Extracted data:
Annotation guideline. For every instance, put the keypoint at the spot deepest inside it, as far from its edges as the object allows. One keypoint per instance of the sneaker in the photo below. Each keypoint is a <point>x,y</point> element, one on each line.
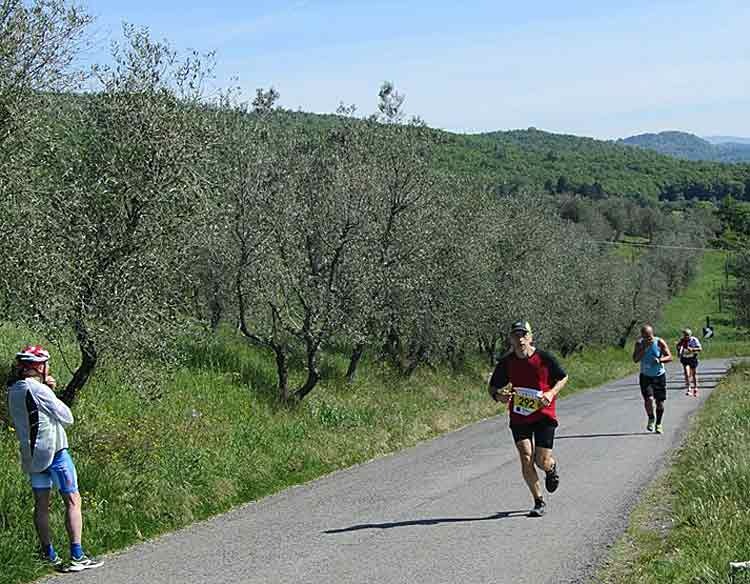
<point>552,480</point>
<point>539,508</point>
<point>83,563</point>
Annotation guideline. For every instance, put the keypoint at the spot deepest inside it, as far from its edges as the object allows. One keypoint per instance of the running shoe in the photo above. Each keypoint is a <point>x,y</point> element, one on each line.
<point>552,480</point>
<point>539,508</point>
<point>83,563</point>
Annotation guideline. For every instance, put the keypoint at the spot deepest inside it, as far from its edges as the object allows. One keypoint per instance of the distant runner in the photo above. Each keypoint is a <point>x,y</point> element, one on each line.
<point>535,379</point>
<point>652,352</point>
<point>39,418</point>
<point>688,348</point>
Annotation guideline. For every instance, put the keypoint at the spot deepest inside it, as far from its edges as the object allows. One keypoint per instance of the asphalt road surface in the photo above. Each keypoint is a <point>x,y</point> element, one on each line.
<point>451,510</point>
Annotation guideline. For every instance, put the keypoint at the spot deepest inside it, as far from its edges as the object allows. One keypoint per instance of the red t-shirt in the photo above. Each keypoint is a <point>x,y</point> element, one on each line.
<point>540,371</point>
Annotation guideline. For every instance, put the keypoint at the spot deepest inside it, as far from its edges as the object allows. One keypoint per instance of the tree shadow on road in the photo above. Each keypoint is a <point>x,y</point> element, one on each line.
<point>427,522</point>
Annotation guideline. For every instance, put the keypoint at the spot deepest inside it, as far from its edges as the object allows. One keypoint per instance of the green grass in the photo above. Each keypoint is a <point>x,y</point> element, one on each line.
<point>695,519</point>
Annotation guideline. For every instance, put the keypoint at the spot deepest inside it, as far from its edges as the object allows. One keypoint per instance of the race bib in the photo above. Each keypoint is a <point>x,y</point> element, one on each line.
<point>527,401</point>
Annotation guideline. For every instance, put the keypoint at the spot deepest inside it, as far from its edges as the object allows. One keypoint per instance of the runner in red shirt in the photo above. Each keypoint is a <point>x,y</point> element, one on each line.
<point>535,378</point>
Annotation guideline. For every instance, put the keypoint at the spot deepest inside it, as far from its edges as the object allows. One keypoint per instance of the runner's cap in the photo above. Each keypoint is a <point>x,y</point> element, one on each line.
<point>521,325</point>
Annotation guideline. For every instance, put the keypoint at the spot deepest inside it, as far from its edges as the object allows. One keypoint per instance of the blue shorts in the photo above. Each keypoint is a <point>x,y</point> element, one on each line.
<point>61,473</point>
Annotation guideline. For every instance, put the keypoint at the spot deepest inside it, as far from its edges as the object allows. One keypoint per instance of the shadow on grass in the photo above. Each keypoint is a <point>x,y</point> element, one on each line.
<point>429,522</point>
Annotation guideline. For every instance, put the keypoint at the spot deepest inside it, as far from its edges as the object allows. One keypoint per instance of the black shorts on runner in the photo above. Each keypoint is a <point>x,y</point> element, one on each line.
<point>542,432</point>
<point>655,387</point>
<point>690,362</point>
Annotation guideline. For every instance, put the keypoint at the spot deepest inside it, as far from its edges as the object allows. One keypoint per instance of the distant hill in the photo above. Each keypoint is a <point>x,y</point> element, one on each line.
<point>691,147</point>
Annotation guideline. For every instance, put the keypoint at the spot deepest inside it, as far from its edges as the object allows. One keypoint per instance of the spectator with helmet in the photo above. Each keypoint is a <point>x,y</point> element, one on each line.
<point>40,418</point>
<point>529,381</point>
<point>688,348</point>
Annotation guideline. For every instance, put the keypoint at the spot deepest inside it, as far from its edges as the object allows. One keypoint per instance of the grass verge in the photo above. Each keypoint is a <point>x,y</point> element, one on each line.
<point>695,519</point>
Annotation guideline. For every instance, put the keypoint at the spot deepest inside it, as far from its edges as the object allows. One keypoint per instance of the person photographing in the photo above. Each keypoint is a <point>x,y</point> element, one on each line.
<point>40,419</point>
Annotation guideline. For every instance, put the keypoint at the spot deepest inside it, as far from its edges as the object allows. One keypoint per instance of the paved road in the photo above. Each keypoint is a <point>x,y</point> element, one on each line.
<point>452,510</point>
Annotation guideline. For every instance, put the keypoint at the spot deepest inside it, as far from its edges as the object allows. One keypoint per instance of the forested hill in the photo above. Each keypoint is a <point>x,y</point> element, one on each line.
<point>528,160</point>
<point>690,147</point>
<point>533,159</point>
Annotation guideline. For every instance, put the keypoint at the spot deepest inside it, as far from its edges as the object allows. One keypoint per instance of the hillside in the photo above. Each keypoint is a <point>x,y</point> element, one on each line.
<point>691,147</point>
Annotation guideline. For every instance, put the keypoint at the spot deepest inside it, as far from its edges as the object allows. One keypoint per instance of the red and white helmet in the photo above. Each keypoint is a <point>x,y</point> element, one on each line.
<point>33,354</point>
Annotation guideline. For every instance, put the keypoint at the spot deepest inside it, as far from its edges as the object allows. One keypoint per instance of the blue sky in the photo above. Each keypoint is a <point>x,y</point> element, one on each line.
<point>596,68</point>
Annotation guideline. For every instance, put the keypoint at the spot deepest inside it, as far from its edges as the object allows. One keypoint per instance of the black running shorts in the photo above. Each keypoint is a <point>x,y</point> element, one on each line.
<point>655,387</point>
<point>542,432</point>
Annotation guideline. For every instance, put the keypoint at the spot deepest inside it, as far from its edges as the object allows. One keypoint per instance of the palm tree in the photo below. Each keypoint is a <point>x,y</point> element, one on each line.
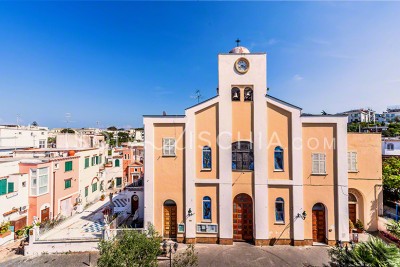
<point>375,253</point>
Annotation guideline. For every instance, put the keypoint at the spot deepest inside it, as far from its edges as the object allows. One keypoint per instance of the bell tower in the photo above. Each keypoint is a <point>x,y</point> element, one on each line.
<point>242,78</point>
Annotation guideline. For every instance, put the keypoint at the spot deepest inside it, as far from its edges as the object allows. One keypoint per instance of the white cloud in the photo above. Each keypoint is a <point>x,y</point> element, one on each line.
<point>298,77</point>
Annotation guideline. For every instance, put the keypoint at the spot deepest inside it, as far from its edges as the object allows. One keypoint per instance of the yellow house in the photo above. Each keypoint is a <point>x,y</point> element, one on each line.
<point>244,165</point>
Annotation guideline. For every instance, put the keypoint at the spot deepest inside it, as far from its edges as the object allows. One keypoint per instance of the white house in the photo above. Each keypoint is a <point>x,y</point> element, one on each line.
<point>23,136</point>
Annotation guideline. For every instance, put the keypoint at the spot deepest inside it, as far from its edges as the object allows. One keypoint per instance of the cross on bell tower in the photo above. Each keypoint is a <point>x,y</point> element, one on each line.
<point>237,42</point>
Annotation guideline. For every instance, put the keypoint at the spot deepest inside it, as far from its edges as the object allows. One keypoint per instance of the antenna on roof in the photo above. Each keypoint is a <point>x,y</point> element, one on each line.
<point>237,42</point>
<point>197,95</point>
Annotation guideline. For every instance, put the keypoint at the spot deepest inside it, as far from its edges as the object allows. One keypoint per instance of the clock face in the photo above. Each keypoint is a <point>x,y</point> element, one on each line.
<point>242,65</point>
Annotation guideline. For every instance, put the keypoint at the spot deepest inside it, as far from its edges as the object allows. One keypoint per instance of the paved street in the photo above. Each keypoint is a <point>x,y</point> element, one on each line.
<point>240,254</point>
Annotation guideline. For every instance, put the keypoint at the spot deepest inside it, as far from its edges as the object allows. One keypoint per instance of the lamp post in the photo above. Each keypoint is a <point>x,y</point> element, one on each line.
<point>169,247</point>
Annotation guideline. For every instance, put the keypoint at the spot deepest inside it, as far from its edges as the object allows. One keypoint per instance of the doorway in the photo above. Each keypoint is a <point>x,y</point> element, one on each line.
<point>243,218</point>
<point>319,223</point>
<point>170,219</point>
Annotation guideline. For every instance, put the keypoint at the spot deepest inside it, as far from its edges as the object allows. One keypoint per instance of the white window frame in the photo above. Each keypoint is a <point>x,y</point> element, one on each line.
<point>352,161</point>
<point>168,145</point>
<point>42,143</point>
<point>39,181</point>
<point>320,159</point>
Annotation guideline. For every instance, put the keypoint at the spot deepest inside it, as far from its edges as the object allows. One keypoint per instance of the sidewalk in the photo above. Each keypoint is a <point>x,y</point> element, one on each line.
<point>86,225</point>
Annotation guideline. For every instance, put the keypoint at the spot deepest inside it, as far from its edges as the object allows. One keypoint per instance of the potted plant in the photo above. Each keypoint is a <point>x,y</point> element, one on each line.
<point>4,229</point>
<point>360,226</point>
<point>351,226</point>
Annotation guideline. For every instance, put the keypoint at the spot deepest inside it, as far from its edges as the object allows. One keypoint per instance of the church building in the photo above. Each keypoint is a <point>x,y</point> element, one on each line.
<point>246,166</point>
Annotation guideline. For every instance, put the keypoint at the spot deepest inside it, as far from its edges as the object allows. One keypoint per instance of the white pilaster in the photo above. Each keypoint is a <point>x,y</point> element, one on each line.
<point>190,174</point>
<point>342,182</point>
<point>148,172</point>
--
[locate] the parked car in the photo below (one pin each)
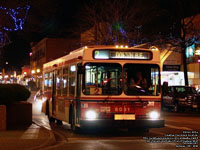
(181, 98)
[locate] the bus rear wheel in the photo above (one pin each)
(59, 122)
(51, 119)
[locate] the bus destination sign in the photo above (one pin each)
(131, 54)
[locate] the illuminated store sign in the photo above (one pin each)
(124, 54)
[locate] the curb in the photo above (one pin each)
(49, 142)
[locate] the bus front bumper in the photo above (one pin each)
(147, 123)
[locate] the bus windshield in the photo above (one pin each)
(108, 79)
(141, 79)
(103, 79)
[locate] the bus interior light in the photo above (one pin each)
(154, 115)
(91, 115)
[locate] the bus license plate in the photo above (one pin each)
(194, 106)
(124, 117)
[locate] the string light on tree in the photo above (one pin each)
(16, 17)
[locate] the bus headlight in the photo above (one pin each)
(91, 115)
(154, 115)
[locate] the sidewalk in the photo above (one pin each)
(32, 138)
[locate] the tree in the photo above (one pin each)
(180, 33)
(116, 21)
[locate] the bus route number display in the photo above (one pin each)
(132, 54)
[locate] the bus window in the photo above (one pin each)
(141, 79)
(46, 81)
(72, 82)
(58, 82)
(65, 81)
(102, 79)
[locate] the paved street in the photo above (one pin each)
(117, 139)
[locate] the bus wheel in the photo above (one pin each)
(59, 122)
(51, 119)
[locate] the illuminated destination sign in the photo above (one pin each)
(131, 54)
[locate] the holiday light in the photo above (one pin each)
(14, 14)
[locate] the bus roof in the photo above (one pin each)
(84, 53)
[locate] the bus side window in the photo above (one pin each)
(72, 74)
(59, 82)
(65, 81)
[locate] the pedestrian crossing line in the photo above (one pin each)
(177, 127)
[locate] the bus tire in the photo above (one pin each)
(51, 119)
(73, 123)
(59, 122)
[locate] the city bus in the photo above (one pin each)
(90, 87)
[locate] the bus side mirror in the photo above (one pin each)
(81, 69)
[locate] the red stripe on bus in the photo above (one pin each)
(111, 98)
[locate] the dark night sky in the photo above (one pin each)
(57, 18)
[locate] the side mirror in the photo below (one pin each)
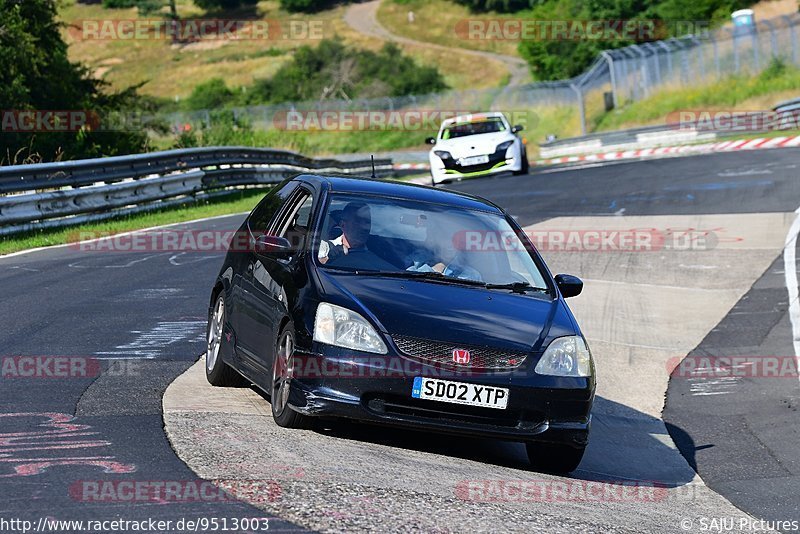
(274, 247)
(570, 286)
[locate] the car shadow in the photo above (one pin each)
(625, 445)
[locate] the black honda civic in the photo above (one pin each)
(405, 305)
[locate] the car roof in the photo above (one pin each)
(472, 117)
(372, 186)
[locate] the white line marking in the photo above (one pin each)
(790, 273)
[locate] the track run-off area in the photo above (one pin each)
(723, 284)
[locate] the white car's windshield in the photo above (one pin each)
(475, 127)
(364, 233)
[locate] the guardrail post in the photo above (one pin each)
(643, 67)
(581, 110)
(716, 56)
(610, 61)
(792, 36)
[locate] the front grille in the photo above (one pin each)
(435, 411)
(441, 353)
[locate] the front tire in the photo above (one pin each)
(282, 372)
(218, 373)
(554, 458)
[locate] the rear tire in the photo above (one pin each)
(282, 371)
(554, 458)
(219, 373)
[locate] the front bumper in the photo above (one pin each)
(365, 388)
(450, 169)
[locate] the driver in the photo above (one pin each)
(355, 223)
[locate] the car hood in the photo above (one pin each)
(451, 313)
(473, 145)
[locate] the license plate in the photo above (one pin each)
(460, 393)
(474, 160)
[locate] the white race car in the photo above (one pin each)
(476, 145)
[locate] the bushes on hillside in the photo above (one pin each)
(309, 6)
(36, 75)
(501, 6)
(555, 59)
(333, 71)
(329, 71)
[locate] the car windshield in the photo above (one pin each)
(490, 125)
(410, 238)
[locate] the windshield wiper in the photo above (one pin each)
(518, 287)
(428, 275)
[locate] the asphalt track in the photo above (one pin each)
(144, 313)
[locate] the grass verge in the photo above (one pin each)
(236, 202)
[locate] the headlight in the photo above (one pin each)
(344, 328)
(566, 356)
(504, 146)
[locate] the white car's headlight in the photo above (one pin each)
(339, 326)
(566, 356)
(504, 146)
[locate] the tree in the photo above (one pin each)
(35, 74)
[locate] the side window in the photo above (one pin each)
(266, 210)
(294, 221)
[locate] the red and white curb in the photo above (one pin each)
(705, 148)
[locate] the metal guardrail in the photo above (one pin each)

Exercise: Retype word for word everything in the listing above from the line that holds "[locate] the headlight" down to the line that holds "[locate] the metal". Keep both end lines and leave out the rest.

Your response:
[locate] the headlight in the photo above (one pin each)
(344, 328)
(566, 356)
(504, 146)
[locate] the white car's headlight in the photo above (one pin each)
(339, 326)
(566, 356)
(504, 146)
[locate] the tree in the photo above (one pin each)
(35, 74)
[locate] the side window in the photo above (one pin each)
(266, 210)
(294, 221)
[locate] the red and white curb in the photo above (one pin each)
(705, 148)
[locate] the metal guardrail in the photo above (one pin each)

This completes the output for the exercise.